Print every row below word for word, without changing anything.

● EXERCISE MATERIALS
-- begin --

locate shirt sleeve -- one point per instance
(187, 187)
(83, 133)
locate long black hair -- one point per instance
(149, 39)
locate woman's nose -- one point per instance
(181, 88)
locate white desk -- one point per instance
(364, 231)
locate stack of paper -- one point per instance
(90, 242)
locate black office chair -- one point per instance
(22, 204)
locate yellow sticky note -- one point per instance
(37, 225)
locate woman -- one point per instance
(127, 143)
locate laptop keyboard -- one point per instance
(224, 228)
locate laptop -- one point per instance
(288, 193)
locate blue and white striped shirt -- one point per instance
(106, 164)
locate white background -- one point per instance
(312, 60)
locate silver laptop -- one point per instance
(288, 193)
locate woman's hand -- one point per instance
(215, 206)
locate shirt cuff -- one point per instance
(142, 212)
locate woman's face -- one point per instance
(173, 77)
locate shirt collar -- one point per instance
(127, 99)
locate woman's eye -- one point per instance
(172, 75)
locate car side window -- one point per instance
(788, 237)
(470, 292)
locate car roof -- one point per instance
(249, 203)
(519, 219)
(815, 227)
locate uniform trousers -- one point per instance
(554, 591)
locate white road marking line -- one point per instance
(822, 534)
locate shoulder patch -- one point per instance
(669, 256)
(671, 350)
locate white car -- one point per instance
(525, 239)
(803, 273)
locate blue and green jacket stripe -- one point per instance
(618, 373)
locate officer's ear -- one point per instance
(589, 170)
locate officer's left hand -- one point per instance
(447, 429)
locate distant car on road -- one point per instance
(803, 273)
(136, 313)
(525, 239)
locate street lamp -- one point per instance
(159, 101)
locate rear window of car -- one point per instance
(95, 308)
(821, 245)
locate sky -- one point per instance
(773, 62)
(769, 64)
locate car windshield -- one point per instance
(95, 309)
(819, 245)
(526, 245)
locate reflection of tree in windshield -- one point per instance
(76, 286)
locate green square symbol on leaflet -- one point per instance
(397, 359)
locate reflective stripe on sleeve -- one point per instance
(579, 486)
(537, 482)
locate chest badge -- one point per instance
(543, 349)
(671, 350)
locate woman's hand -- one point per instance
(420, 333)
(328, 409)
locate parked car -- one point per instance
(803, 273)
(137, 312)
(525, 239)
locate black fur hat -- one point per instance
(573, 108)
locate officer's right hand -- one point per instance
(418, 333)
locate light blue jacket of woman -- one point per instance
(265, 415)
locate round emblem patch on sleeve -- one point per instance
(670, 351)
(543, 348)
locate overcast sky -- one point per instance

-- end --

● SOLUTION TO THIS EXERCISE
locate shirt sleeve -- one point per instance
(187, 187)
(83, 133)
locate long black hair -- one point per instance
(149, 39)
locate woman's nose -- one point per instance
(181, 88)
locate white desk -- one point per instance
(364, 231)
locate stack of paper -- one point per instance
(90, 242)
locate black office chair -- one point per instance
(22, 204)
locate yellow sticky note -- one point per instance
(37, 225)
locate woman -- one point per instance
(127, 143)
locate laptop keyboard -- one point per instance
(224, 228)
locate laptop -- one point per instance
(288, 193)
locate blue and white striped shirt -- one point per instance
(106, 164)
locate white background -- one point per instance
(312, 60)
locate silver laptop -- one point per instance
(288, 193)
locate woman's hand -- one point per instance
(215, 206)
locate shirt cuff -- one point per instance
(142, 212)
locate woman's face -- one point per instance
(173, 77)
locate shirt collar -- one point per instance
(127, 99)
locate woman's eye -- one point per instance
(172, 75)
locate car side window -- one point per instance
(788, 237)
(470, 292)
locate car roof -- one point per instance
(249, 203)
(519, 219)
(815, 227)
locate uniform trousers -- one point per instance
(554, 591)
locate white road marking line -- one point per instance
(822, 534)
locate shoulder patch -- one point per instance
(669, 256)
(671, 350)
locate white car -- one point per instance
(525, 239)
(803, 273)
locate blue and green jacket stripe -- one point per instance
(618, 373)
locate officer's ear -- one point per instance
(589, 170)
locate officer's left hand -- one point per instance
(447, 429)
locate distant car on road -- one point per instance
(803, 273)
(136, 313)
(525, 239)
locate street lamp -- one point per instance
(159, 101)
locate rear window of car -- one point per instance
(95, 308)
(821, 245)
locate sky -- one point per instance
(773, 62)
(769, 64)
locate car windshield -- one point per instance
(95, 309)
(819, 245)
(526, 245)
locate reflection of tree in windshield -- one point per instance
(76, 286)
locate green square symbol on leaflet -- one point per instance
(397, 359)
locate reflective stripe on sleeve -- one point per instance
(579, 486)
(537, 482)
locate chest badge -- one point per instance
(543, 349)
(671, 350)
locate woman's hand -- one point per instance
(420, 333)
(328, 409)
locate parked car -- one point per instance
(803, 273)
(137, 312)
(525, 239)
locate black fur hat -- one point per instance
(573, 108)
locate officer's right hand -- one point per instance
(418, 333)
locate light blue jacket of woman -- one point per instance
(265, 415)
locate round emblem patch on sleeve -- one point per instance
(670, 351)
(543, 348)
locate overcast sky -- one point per instance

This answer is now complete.